◆ EXTRAIT DU DOCUMENT

= = =

La situation exige l’avènement d’une nouvelle République fondée sur un régime véritablement parlementaire, où le législatif aurait recouvré sa pleine souveraineté et son rôle de contrôle de l’exécutif, et où le Président de la République serait, non pas le chef de l’exécutif, mais le garant du fonctionnement des institutions.
La question du statut pénal du chef de l’État ne soulèverait dans ce contexte ni le problème d’un privilège de juridiction, ni celui de l’inviolabilité de la personne. Pour les actes sans rapport avec ses fonctions, il serait un justiciable comme n’importe quel autre citoyen, et ne pourrait échapper aux juridictions de droit commun.
C’est la position de fond du groupe communiste et républicain, qui reste fidèle au principe évoqué dans l’article 31 de la constitution républicaine du 24 juin 1793 : « Les délits des mandataires du peuple et de ses agents ne doivent jamais être impunis. Nul n’a le droit de se prétendre plus inviolable que les autres citoyens. »
À l'époque, il y a donc cinquante ans, la question de la responsabilité du chef de l'État n'était pas à l'ordre du jour.

= = =

[Entrées de données enregistrées]

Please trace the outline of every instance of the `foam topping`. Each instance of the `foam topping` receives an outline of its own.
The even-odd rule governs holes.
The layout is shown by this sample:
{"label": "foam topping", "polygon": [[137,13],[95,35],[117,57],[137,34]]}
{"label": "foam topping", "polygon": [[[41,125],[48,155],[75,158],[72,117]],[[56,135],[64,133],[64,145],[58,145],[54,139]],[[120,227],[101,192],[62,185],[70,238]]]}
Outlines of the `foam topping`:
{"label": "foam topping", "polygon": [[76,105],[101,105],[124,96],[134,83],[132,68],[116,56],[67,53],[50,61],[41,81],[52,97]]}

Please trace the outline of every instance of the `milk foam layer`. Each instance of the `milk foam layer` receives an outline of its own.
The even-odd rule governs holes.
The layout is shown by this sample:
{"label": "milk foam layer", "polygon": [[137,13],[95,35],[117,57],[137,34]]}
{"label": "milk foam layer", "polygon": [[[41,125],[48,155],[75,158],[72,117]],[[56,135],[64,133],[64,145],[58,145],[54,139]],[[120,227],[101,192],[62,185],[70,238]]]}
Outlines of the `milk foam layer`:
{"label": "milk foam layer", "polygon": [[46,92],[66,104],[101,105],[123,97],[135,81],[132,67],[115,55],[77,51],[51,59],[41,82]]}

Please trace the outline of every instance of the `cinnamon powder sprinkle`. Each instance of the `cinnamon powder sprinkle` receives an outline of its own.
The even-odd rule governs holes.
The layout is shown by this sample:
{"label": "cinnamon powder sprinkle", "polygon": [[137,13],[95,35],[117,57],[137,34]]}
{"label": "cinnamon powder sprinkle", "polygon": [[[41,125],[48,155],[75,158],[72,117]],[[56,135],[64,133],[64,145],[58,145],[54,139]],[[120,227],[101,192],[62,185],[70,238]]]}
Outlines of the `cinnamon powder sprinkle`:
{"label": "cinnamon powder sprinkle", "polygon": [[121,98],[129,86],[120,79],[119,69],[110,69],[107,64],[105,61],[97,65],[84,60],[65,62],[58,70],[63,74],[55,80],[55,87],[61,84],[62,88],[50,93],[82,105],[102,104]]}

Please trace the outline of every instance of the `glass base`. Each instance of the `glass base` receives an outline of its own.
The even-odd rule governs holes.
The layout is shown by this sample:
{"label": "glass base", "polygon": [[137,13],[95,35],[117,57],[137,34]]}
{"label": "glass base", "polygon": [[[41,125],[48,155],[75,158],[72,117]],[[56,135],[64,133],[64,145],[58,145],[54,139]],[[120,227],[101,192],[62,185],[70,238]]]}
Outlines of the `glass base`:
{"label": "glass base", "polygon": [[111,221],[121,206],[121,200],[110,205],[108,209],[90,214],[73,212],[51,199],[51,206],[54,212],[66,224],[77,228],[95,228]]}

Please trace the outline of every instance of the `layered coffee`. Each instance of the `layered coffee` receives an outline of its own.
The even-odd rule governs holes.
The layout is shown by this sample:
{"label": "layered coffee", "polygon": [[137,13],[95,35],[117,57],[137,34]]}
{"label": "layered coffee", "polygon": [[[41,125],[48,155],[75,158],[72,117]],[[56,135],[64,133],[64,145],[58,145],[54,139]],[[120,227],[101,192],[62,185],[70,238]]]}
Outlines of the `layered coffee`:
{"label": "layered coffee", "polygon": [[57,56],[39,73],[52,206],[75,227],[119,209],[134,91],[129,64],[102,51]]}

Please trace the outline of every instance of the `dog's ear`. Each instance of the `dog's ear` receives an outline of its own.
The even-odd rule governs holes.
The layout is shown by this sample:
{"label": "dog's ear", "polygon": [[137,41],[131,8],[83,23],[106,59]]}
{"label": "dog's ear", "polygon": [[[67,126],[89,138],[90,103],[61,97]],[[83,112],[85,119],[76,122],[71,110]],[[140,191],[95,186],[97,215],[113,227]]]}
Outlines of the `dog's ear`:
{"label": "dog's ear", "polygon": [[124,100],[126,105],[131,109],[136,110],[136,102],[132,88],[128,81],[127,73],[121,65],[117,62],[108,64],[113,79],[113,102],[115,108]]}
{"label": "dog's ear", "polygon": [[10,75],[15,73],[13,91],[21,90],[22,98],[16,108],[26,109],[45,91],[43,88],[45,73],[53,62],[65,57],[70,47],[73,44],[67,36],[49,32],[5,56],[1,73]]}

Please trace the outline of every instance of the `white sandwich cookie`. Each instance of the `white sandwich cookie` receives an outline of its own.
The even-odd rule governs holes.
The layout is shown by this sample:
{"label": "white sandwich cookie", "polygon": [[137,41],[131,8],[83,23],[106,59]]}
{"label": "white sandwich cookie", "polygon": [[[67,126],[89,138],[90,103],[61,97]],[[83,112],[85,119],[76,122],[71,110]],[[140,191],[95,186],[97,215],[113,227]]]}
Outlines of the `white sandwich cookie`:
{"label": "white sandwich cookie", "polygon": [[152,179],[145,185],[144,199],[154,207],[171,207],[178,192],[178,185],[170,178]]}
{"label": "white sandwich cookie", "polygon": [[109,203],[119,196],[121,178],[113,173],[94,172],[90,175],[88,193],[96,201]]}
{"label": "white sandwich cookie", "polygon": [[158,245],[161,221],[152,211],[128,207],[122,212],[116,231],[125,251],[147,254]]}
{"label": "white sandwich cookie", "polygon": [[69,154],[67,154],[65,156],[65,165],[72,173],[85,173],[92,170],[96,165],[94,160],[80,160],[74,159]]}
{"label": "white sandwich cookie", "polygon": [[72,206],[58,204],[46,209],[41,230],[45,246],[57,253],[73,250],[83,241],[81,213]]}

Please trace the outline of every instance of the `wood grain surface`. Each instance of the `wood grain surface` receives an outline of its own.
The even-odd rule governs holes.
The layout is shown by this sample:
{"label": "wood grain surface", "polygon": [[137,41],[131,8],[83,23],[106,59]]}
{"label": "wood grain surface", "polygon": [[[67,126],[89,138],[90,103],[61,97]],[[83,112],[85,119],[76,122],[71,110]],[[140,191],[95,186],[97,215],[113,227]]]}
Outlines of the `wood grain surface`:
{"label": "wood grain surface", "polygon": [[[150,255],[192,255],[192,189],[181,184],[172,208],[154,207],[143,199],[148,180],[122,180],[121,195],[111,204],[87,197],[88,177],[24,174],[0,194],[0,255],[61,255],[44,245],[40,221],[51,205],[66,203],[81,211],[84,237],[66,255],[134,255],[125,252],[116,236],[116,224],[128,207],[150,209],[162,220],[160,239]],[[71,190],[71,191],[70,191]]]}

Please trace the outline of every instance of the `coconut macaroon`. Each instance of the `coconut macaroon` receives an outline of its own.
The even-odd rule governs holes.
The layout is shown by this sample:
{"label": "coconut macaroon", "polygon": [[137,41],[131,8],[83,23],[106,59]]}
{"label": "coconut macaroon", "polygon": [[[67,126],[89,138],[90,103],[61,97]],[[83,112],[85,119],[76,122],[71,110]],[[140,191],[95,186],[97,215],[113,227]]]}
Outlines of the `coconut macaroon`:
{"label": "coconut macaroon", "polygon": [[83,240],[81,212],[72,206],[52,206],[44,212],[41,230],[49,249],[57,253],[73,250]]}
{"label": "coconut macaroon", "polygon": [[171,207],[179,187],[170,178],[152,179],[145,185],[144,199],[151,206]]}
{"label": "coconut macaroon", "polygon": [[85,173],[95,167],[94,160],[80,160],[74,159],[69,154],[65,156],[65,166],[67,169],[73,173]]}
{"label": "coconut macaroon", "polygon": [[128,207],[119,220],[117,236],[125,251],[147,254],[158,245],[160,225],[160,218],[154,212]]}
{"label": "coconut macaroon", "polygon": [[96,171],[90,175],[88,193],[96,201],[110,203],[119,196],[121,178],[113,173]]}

= = =

◆ CONSIGNES DE L'EXERCICE
1. Relevez dans l'extrait sur le statut pénal du chef de l'État tous les traits qu'il prête à la nouvelle République qu'il réclame.
2. Résumez en deux phrases l'extrait sur le statut pénal du chef de l'État.
3. Prolongez l'extrait sur le statut pénal du chef de l'État après sa dernière phrase.

◆ CORRIGÉ DE L'EXERCICE
1.
- Elle serait fondée sur un régime véritablement parlementaire.
- Le législatif y aurait recouvré sa pleine souveraineté.
- Le législatif y aurait recouvré son rôle de contrôle de l'exécutif.
- Le Président de la République n'y serait pas le chef de l'exécutif, mais le garant du fonctionnement des institutions.

2. L'extrait réclame une nouvelle République parlementaire où le législatif contrôlerait l'exécutif et où le Président, simple garant des institutions, serait jugé comme n'importe quel citoyen pour les actes sans rapport avec ses fonctions. Le groupe communiste et républicain fonde cette position sur l'article 31 de la constitution du 24 juin 1793, selon lequel nul n'a le droit de se prétendre plus inviolable que les autres citoyens.

3.
Ce n'est qu'en 1999 que s'ouvre un débat de doctrine, le Conseil constitutionnel statuant sur la conformité à la Constitution du traité portant sur la Cour pénale internationale. Appelé à examiner la possibilité de déférer les titulaires de certaines qualités officielles, dont le Président de la République, devant la Cour pénale internationale, le Conseil constitutionnel, dans sa décision du 22 janvier 1999, estimait que le Président de la République bénéficiait d'une irresponsabilité couvrant les actes accomplis dans l'exercice de ses fonctions, hormis, bien sûr, le cas de haute trahison. Le Conseil constitutionnel a donc considéré que l'article 68 disposait que le Président ne pouvait être poursuivi qu'à la suite du vote par les deux assemblées d'une résolution le mettant en accusation, la Haute Cour de justice étant seule compétente pour le juger.
En 2001, le débat est relancé : le 19 juin, le groupe socialiste a inscrit à l'ordre du jour de l'Assemblée nationale une proposition de loi constitutionnelle tendant à modifier l'article 68 de la Constitution. Chacun s’en souvient, cette proposition de loi intervient dans le contexte très particulier de la demande de mise en accusation du chef de l'État en fonction devant la Haute Cour de justice, à l'initiative de plusieurs députés de la majorité de l'époque. L'examen de cette proposition de loi, adoptée en première lecture par l'Assemblée nationale, n'a pas été poursuivi.
La même année, l'assemblée plénière de la Cour de cassation, dans son arrêt du 10 octobre, concluait, comme le Conseil constitutionnel, à l'inviolabilité du chef de l'État pour les actes accomplis dans l'exercice de ses fonctions. Elle ne retenait la compétence de la Haute Cour de justice que dans les cas de haute trahison. S'agissant des autres infractions, elle estimait que le Président de la République bénéficiait d'une immunité absolue, la prescription étant simplement suspendue pendant la durée de son mandat.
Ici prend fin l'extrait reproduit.